**Supplied text**
↓
For if we were to preserve the apparent continuity and interconnectedness in nature we have two ways for formulating 'Laws of  Nature', not one. The first is the reductionist view mentioned above. The second, is the anti-reductionist view (I lack here a positive agreed upon scientific term, and I think that the term 'holistic' is not suitable), which is the subject of my inquiry.

 In this view such levels are subject to overall general laws that are not reducible to laws of physics but in some way compatible with it. This second alternative is grounded on the fact that the same arguments (continuity of levels of nature and advancement of science) apply equally to both ways.

Contrary to these two logical possibilities, the only other alternative is a fragmented world in which there are no general laws, a situation that reminds us with the Postmodernist Worldview, its slogan is Ronald Giere's 'Science without laws!'.

In this view science works through 1) models, 2) symmetries, 3) "the special sciences, ceteris paribus principles and pragmatic laws", 4) "causal principles", and 5) "Powers, capacities and mechanisms". (this is the nontraditional view presented by Cartwright, 2005). 

So, if we see, as you do above as well as many others, that the reductionist solution is not productive then doing just to our inquiry compels us to explore the other logical possibility, which is the anti-reductionist view of the unified laws of nature.

And the first step toward such an exploration is to check out whether such a view has been (or being) explored or not, which is the purpose of this inquiry. If we don't get a negative answer (i.e. it has been explored and proved not productive, or has been proved illogical), then we should proceed to the next step, which is exploring the view itself.

S. A.


 


     





2009-08-03
laws of nature
Reply to Abuzaid Samir
This discussion is indeed in the analytic tradition, and so it must be barren. Nor is it surprising that it totally ignores my "What is a Natural Law?", Studium Generale, 24, 1971, 1051-66, reprinted in my Science in Flux, Boston Studies, vol 80, 1975. To go forward it is customary to respond to criticism. it will be a pleasure to see mine answered.
Joseph Agassi

2009-08-05
laws of nature
Reply to Joseph Agassi

Antireductionism dates back to the end of the sixties and the beginnings of the seventies of the last century (Fodor, 1965, 1974&Putnam 1965, 1967). And it has been developed through a series of important works through the seventies and the eighties, albeit under sever attack (kim, 1989) and counter attack (Block 1997).

Today, despite we lack valid statistics, the philosophical community, with respect to the explanation of the levels of nature, is divided between reductionists and antireductionists. This means that we have no an agreed upon analytic argument that refutes antireductionism and renders it barren.

My enquiry concerning laws of nature, as stated above, is based on the relatively newly admitted concept of antireductionism, and hence takes it as a basic premise. If we reject antireductionism, we have no such an enquiry.
↑
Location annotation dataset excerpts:
↓
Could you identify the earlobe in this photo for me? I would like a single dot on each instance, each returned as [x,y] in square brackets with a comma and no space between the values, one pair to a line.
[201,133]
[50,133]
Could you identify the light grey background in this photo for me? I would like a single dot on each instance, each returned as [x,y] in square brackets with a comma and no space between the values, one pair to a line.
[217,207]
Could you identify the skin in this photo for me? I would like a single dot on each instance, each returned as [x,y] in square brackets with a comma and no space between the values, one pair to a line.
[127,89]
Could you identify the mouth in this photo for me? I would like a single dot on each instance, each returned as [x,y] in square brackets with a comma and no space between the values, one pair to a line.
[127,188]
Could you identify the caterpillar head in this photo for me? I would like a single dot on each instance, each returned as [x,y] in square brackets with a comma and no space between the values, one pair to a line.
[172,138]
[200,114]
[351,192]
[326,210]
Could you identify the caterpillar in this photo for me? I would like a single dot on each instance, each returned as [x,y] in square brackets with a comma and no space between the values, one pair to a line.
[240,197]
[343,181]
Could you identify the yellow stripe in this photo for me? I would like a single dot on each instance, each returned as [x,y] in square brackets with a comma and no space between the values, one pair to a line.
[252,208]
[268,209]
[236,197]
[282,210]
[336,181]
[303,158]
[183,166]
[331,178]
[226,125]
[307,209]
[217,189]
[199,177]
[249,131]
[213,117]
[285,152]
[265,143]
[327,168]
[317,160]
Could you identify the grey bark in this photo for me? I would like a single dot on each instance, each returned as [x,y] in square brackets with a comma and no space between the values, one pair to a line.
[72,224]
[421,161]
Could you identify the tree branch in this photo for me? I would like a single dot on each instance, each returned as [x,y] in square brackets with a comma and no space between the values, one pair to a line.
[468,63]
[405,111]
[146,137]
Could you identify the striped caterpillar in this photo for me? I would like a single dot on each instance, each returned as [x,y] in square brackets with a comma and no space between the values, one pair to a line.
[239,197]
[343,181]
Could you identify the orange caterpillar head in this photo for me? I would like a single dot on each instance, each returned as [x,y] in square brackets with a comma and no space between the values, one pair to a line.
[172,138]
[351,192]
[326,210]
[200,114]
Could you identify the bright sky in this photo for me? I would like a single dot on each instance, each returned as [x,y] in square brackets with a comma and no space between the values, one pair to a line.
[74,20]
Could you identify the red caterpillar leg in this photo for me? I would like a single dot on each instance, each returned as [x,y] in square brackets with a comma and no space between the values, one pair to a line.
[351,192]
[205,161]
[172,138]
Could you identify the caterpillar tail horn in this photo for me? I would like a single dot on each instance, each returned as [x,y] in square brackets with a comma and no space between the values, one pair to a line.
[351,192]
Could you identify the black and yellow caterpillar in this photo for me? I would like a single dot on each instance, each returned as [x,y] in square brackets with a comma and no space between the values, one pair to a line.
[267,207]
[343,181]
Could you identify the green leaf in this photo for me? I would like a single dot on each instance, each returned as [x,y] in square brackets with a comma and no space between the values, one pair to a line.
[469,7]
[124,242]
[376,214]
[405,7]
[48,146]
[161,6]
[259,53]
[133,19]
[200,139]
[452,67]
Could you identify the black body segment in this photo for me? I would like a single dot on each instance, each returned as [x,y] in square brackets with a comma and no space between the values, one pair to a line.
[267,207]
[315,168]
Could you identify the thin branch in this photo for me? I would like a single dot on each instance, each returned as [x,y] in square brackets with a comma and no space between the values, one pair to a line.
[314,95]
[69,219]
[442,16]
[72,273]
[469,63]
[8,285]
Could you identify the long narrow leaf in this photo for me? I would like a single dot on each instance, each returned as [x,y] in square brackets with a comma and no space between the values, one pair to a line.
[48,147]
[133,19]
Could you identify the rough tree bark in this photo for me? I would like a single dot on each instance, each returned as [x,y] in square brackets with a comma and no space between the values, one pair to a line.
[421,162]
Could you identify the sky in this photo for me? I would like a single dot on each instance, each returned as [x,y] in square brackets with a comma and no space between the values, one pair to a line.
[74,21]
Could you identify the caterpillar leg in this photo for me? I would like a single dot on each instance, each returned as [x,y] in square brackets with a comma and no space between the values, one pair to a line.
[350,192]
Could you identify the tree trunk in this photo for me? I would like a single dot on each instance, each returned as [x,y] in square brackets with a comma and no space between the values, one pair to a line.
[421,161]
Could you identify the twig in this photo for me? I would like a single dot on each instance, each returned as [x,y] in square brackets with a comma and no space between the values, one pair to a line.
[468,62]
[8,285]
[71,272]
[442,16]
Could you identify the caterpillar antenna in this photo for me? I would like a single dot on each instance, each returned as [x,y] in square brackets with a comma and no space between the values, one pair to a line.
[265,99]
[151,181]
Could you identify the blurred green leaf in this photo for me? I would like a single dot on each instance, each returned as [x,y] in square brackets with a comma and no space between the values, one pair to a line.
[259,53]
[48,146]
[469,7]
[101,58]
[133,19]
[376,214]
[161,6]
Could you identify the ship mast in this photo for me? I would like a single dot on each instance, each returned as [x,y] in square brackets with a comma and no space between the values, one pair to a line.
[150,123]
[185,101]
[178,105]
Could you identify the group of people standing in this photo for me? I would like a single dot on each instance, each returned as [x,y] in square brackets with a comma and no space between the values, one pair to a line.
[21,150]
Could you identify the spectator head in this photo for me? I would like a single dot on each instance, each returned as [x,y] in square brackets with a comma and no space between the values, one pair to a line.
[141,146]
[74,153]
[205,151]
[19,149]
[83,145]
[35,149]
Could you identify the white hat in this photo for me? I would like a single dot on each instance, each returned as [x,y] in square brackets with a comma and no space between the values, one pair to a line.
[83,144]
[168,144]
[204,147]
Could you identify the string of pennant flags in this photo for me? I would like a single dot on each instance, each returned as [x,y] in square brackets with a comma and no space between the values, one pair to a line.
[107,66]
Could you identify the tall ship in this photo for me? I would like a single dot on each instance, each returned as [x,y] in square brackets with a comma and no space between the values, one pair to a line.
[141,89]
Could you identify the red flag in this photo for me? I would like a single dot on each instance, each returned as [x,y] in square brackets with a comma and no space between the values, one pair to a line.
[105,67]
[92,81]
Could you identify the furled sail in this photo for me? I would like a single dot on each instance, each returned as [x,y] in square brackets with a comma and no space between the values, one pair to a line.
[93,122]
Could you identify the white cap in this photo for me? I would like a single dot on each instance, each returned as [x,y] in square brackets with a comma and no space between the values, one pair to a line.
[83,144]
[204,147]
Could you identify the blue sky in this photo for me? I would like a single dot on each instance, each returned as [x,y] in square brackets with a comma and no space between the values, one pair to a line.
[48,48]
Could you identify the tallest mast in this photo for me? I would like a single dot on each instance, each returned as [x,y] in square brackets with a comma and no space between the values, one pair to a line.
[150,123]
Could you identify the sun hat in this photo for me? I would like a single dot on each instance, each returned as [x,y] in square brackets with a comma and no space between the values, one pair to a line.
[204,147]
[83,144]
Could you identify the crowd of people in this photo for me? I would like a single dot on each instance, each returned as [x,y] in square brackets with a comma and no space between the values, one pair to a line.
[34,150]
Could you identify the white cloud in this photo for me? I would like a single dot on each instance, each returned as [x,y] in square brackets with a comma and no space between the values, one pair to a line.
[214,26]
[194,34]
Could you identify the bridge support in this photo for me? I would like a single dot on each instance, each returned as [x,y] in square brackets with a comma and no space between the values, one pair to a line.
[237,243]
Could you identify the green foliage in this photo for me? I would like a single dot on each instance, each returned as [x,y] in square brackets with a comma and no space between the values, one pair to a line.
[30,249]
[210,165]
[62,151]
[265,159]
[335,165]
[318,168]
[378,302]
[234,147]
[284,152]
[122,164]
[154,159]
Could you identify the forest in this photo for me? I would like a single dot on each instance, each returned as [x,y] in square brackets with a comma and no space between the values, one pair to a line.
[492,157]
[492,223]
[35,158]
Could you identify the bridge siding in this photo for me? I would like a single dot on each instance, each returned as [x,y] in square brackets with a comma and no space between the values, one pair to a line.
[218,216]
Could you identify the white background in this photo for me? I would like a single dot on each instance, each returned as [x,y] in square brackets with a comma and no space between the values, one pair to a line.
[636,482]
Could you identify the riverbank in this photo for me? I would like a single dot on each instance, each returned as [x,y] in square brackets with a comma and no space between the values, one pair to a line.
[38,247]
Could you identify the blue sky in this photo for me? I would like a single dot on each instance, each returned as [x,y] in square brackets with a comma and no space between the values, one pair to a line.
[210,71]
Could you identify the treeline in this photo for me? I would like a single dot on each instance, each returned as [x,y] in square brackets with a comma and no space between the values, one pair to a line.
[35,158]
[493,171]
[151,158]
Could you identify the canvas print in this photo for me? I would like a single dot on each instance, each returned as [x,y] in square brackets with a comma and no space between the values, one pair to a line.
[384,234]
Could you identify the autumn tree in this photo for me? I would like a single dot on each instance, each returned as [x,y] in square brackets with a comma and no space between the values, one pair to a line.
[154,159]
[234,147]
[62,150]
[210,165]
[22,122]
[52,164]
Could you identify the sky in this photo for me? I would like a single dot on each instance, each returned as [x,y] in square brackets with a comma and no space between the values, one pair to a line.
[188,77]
↑
**Problems to solve**
**1.** From the laws-of-nature discussion, copy the passage starting with "In this view such" and going on through "to both ways.".
**2.** In the laws-of-nature discussion, what slogan is attributed to Ronald Giere?

**Answers to the tasks**
**1.**
In this view such levels are subject to overall general laws that are not reducible to laws of physics but in some way compatible with it. This second alternative is grounded on the fact that the same arguments (continuity of levels of nature and advancement of science) apply equally to both ways.

**2.** "Science without laws!"